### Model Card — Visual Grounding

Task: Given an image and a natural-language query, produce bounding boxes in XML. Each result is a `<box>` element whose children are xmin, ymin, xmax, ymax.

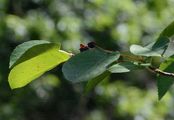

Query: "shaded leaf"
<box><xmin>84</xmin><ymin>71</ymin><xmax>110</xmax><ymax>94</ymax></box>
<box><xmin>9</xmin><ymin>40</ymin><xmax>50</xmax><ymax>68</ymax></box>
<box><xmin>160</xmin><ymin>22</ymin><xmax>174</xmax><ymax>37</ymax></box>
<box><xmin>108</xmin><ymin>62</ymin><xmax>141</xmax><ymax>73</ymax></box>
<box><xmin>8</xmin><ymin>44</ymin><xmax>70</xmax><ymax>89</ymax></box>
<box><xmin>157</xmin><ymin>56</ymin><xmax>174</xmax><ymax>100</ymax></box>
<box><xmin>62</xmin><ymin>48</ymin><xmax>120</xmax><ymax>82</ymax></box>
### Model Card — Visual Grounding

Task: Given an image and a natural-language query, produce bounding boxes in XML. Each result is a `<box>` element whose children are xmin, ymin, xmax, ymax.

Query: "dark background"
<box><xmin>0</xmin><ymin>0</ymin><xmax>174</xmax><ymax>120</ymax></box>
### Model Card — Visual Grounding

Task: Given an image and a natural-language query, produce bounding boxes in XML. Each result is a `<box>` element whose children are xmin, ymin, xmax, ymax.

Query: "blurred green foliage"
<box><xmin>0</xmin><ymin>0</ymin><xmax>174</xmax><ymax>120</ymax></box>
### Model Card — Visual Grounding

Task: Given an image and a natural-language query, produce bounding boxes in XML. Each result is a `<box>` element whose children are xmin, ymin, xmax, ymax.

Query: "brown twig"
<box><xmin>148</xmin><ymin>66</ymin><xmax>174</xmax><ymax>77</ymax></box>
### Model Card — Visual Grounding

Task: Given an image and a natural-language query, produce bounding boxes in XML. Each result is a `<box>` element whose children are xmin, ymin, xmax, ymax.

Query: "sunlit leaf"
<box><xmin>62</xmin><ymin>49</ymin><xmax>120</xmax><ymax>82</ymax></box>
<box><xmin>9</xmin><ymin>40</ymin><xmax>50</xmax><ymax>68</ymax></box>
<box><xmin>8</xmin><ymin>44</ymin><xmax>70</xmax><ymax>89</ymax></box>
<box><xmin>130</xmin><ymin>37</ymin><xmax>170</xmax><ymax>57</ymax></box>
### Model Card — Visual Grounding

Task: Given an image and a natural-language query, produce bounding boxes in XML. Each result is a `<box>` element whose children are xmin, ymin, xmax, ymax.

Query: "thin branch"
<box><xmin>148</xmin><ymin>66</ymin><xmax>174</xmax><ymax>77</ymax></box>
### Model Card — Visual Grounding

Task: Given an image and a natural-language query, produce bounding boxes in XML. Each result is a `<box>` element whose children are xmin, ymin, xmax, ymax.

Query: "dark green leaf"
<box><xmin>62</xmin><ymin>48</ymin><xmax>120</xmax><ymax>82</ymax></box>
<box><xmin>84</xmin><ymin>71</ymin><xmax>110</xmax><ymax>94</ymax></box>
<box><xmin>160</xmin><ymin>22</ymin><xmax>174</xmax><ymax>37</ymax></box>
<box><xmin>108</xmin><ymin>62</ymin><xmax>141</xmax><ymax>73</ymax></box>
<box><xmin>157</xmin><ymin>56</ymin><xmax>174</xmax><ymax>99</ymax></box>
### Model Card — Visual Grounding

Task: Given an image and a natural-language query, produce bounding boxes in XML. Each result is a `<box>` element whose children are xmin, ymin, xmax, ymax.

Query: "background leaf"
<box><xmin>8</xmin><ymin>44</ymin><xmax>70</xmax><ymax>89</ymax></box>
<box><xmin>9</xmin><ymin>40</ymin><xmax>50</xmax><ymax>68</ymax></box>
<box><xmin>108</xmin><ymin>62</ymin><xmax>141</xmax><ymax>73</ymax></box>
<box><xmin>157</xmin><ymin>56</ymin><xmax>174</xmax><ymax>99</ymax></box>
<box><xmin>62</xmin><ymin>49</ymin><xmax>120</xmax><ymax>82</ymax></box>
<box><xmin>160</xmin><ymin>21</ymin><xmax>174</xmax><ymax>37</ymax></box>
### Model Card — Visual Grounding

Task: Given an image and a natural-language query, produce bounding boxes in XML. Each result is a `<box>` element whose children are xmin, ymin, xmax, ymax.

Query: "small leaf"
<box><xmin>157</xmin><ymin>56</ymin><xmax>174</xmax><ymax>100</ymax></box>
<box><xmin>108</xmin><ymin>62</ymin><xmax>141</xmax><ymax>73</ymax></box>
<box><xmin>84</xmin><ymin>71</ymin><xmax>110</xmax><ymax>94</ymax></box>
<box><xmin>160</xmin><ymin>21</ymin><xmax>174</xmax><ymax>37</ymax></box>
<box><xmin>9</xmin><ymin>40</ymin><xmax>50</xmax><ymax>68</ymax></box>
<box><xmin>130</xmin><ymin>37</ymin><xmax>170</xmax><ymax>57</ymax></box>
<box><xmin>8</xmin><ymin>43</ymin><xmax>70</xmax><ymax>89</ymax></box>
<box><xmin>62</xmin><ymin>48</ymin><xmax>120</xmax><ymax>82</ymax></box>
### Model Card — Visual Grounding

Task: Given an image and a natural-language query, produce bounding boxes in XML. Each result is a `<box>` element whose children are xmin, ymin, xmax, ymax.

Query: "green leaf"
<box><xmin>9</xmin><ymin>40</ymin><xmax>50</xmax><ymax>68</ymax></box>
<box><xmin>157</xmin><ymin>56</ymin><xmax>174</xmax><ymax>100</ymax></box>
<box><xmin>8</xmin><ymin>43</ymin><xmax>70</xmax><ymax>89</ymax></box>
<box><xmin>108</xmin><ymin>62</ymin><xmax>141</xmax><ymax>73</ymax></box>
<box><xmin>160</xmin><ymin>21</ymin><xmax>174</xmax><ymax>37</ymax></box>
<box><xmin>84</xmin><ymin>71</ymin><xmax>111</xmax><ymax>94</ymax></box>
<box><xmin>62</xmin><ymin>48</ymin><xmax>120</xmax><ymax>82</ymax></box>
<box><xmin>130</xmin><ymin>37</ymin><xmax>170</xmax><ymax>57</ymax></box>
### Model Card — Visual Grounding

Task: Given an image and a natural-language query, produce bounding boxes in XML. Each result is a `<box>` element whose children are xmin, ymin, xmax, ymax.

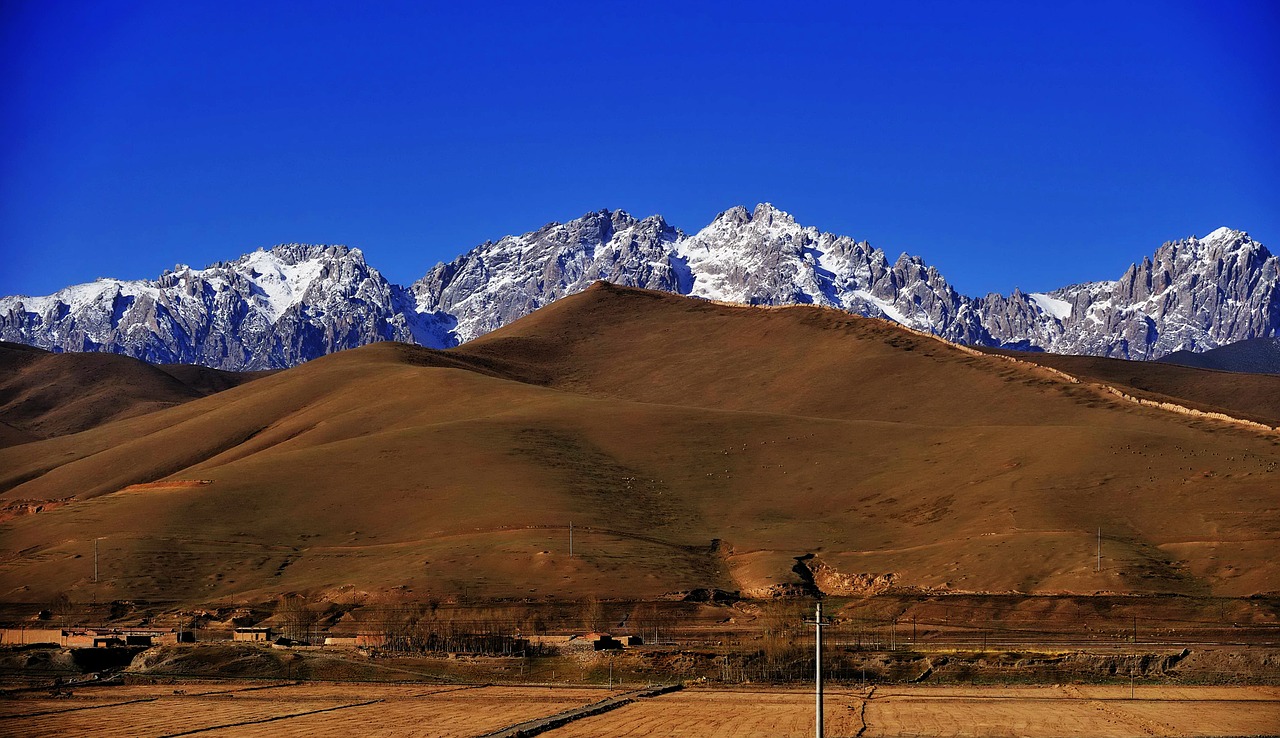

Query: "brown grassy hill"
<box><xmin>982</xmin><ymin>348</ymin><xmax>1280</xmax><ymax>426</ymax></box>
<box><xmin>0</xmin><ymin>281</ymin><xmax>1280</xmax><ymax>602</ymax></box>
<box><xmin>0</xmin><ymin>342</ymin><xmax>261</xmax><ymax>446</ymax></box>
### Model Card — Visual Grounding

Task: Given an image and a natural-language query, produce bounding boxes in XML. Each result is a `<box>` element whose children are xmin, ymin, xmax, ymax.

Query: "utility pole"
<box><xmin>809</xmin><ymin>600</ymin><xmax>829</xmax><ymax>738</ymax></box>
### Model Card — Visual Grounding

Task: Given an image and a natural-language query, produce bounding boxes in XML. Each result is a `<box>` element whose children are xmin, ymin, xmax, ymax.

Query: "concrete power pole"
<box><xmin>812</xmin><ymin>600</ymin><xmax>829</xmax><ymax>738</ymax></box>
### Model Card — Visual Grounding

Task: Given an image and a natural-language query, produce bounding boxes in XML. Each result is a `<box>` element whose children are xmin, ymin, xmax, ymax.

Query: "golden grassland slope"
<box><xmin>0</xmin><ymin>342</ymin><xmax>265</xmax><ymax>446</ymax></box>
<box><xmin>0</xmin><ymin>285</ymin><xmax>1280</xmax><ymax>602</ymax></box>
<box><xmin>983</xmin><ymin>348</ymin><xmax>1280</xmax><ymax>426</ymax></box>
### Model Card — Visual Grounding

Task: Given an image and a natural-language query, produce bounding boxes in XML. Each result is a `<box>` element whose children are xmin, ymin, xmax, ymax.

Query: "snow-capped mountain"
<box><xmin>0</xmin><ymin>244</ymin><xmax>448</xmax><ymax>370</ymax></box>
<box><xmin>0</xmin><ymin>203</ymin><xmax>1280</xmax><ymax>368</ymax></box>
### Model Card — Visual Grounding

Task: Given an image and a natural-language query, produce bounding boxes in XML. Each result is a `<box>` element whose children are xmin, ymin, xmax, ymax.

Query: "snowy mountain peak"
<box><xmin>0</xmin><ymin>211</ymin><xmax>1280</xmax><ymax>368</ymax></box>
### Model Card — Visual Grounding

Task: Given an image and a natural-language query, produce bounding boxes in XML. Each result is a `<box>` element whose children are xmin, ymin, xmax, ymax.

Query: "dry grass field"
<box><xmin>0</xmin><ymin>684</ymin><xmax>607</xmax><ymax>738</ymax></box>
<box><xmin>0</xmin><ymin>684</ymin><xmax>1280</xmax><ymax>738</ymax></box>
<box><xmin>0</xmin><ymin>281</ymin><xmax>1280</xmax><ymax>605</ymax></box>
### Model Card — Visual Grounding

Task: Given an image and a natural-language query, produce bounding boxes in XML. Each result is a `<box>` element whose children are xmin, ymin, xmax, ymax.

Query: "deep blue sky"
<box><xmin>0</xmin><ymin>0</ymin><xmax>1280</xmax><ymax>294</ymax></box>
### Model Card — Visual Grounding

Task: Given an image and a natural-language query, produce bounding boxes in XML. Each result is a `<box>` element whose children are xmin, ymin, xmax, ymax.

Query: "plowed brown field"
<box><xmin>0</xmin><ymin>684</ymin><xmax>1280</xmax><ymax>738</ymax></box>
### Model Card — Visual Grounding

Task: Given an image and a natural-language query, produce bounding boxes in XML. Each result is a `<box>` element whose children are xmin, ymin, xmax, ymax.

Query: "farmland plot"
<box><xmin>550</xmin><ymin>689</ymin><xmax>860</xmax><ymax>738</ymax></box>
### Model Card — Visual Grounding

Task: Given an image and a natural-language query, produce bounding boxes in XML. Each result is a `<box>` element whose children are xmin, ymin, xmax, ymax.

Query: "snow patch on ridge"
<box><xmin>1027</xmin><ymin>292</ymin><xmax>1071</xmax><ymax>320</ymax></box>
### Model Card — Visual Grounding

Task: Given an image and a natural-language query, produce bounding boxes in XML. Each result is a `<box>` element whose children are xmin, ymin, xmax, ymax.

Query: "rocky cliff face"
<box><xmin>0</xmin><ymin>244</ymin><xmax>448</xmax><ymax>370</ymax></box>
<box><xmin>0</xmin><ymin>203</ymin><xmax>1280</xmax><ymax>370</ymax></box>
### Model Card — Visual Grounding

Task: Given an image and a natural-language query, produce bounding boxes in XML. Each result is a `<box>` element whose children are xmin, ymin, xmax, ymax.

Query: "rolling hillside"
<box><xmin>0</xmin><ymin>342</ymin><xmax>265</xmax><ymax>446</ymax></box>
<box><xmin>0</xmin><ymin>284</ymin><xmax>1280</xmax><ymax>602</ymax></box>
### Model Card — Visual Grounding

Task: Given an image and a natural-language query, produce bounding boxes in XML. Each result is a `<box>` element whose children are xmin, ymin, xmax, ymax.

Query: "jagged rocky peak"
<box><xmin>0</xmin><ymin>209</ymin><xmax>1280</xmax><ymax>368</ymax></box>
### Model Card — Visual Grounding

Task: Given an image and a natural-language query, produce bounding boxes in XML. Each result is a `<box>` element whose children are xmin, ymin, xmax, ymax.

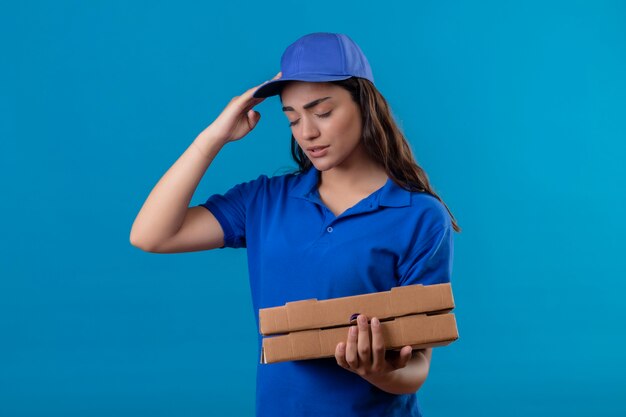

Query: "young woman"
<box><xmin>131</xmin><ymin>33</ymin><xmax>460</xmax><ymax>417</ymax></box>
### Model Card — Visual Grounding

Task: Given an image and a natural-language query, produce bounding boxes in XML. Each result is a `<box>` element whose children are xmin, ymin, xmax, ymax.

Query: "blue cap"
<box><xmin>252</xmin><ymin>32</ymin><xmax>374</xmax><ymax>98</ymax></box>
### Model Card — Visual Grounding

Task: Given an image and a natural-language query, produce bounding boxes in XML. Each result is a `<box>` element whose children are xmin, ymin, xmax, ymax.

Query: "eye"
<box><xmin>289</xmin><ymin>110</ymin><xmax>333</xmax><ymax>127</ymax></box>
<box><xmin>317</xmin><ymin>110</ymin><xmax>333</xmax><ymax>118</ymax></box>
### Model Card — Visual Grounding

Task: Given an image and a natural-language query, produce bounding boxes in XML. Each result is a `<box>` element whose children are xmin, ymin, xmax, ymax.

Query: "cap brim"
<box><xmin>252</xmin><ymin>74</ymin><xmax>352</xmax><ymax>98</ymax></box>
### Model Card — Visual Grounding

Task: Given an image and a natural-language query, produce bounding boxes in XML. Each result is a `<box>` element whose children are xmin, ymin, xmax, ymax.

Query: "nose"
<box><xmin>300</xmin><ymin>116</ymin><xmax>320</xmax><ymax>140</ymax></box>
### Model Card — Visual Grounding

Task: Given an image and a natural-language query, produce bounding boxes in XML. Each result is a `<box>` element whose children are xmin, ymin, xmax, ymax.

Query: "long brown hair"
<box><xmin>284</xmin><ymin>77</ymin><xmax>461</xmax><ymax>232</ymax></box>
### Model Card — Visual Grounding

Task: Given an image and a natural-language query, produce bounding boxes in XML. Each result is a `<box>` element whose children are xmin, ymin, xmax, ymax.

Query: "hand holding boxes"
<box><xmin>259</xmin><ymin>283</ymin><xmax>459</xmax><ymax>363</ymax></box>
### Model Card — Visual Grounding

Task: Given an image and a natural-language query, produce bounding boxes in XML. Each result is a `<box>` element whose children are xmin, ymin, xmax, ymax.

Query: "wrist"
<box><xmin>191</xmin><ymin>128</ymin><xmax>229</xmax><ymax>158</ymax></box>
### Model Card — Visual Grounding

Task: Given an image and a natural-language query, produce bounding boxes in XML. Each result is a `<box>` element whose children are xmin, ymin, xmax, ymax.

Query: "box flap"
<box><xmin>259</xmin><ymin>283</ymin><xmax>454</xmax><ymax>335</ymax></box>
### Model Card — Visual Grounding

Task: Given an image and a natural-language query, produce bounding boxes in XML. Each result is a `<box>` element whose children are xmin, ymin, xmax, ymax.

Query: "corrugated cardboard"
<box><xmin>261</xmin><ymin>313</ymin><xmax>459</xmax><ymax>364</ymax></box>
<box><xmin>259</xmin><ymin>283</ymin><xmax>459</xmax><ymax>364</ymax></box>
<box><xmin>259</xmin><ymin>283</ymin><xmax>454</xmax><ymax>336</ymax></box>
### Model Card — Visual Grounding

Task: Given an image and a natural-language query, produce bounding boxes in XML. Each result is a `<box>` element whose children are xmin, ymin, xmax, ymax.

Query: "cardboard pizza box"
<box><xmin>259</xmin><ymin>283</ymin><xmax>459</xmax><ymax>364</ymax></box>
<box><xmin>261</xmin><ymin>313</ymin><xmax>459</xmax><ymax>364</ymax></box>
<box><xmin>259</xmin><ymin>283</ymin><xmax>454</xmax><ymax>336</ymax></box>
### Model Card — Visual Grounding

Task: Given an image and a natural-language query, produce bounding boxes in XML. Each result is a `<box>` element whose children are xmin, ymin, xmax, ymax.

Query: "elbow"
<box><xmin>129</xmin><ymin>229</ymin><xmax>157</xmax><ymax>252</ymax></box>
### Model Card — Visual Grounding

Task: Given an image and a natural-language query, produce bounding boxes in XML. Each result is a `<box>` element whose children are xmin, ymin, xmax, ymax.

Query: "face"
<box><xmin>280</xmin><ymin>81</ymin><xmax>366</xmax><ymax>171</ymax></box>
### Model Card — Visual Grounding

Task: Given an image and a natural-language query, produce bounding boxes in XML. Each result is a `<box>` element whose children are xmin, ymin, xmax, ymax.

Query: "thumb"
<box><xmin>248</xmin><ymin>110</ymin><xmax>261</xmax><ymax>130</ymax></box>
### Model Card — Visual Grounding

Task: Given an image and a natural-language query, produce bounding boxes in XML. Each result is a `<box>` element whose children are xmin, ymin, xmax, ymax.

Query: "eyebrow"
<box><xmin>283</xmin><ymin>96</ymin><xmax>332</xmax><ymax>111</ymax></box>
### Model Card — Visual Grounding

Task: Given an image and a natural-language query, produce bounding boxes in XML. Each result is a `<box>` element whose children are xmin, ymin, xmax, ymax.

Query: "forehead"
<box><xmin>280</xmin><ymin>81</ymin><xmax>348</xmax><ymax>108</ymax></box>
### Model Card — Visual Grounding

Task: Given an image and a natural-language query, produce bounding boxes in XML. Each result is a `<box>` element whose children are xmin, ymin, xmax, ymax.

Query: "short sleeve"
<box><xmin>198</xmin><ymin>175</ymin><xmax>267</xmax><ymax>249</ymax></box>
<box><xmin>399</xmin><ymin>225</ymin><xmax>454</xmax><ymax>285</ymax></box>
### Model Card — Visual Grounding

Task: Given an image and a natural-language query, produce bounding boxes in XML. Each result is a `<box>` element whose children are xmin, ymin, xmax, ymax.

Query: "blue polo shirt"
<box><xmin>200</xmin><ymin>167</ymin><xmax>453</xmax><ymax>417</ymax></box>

-=-=-

• [What is needed]: Extract from the data above every line that contains the word "background" and copy each one without changes.

• [Answer to this task]:
Query: "dark background"
Query: "background leaf"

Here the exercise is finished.